**ENTRIES SHOWN:**
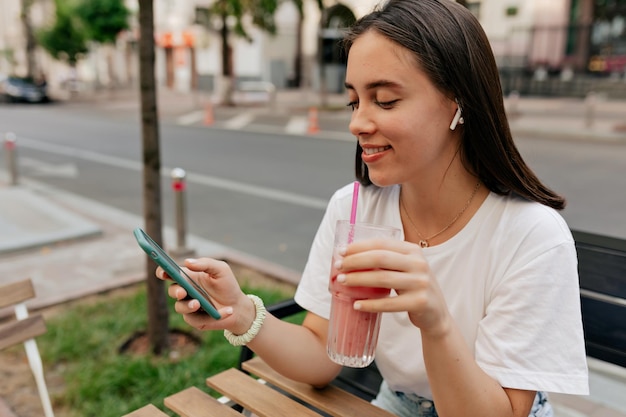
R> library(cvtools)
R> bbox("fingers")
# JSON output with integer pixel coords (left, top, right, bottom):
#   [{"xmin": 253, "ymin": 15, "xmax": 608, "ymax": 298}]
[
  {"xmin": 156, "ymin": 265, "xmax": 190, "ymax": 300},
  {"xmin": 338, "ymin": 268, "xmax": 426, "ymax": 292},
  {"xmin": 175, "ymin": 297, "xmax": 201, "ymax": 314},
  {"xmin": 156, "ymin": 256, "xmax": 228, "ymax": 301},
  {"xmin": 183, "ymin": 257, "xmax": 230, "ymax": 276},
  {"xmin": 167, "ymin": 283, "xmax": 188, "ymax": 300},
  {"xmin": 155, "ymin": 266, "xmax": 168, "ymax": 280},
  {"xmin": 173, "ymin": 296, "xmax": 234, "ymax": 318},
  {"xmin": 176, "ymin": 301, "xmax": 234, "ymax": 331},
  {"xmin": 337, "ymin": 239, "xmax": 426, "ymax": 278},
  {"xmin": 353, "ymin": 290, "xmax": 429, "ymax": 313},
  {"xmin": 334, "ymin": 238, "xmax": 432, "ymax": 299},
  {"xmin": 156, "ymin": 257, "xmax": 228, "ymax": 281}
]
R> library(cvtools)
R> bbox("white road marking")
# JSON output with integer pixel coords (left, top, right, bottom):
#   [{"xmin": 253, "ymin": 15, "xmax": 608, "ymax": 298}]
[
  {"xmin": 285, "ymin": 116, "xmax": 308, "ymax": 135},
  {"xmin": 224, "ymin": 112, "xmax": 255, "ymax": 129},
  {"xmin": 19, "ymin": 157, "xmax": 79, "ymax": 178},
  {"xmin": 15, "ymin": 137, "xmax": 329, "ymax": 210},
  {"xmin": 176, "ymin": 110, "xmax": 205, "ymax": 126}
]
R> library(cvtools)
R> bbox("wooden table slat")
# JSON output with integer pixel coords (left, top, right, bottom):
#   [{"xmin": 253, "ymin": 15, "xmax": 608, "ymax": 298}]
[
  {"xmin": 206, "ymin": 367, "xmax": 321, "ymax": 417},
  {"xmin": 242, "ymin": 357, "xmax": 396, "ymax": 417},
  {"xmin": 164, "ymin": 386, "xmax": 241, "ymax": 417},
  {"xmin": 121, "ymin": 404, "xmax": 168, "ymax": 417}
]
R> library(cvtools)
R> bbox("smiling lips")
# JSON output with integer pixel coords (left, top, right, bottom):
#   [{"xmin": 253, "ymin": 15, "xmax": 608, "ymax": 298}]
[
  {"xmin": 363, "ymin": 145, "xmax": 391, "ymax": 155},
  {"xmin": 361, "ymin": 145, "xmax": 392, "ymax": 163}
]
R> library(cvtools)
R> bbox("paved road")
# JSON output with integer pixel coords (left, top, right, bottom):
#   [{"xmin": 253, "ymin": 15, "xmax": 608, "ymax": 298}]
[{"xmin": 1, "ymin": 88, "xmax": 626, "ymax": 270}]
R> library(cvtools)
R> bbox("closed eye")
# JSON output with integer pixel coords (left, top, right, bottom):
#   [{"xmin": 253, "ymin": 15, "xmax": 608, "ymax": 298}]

* * *

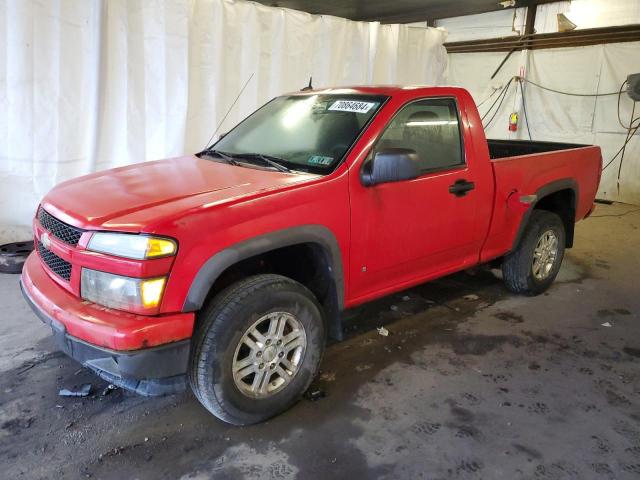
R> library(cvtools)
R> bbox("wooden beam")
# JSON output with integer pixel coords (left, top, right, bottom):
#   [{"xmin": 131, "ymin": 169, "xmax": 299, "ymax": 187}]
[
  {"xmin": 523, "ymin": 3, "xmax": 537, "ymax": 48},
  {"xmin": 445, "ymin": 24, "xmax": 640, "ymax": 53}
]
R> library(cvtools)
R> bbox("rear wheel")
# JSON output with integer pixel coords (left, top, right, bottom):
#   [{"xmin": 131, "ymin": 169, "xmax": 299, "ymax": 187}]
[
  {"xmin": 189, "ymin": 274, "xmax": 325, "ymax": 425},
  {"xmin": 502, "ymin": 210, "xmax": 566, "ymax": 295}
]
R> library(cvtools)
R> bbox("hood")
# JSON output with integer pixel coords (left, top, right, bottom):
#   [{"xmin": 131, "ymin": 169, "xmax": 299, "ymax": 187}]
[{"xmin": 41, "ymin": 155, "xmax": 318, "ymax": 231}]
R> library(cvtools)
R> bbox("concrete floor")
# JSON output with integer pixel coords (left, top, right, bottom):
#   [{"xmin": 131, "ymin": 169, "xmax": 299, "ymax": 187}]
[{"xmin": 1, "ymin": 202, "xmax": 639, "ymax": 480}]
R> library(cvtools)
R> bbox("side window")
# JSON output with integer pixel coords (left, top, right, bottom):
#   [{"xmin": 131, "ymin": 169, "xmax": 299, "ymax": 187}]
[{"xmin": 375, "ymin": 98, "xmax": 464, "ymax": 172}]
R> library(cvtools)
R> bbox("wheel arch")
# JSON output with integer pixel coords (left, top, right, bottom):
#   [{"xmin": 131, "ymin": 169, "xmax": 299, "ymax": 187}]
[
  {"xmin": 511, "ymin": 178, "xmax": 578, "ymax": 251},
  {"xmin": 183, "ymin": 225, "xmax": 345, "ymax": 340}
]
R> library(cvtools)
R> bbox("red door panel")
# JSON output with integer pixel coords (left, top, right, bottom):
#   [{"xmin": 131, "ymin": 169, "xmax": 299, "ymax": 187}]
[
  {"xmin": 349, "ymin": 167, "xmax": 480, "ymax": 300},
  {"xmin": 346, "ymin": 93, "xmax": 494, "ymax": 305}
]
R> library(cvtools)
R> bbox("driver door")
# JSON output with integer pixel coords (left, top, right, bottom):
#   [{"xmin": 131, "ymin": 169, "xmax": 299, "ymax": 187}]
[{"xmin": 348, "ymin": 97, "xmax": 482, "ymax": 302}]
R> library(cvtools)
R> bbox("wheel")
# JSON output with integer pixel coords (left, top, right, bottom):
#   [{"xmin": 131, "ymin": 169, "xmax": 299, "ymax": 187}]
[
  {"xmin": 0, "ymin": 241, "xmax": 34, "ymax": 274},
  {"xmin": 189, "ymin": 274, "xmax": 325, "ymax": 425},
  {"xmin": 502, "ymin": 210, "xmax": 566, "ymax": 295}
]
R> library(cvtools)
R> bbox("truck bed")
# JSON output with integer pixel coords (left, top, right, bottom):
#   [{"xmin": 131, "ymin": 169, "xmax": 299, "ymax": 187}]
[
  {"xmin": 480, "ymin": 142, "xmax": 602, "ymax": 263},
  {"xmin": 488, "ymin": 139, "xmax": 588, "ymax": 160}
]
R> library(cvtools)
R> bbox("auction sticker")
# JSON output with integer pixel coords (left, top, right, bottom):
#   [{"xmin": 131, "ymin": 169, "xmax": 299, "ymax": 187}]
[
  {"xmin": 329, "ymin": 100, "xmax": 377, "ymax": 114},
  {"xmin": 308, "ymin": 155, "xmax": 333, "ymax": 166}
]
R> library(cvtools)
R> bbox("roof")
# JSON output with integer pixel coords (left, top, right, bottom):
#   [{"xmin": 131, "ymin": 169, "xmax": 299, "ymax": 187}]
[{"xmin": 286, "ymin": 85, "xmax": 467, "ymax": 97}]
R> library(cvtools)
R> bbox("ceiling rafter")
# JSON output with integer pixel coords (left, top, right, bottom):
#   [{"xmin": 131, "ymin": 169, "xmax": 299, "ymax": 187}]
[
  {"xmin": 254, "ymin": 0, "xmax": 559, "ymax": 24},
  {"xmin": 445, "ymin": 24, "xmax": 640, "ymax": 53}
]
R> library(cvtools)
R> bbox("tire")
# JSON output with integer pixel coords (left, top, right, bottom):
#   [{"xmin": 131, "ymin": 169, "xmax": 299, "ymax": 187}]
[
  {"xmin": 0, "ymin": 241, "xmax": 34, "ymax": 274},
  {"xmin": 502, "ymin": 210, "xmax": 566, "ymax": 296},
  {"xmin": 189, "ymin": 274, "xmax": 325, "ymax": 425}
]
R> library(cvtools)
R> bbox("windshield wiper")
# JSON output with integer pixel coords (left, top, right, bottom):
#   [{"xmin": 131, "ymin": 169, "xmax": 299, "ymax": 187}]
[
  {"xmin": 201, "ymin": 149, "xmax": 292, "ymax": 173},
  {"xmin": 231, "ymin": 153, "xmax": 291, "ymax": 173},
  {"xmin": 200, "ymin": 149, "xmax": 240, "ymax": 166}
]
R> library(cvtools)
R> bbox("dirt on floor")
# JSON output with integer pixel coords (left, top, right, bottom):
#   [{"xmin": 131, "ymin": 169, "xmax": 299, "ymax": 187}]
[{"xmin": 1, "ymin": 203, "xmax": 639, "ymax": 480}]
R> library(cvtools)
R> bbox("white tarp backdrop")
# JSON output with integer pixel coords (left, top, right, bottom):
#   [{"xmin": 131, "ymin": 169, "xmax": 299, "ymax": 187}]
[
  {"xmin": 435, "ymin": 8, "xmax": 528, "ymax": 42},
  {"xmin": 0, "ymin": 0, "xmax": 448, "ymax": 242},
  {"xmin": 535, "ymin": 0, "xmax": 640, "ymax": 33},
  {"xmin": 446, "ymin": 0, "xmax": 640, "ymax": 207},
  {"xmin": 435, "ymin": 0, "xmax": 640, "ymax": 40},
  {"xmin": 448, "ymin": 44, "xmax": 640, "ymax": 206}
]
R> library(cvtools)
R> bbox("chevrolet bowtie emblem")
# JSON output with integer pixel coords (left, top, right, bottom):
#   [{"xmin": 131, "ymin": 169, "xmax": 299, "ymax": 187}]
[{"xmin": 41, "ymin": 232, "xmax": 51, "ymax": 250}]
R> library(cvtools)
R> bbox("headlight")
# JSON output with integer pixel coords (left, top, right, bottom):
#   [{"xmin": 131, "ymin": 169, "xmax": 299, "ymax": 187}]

**YOUR TASK:**
What lines in the records above include the string "door"? Copy each one.

**ANSWER TO THE EXERCISE:**
R> bbox("red door panel")
R> bbox("driver door")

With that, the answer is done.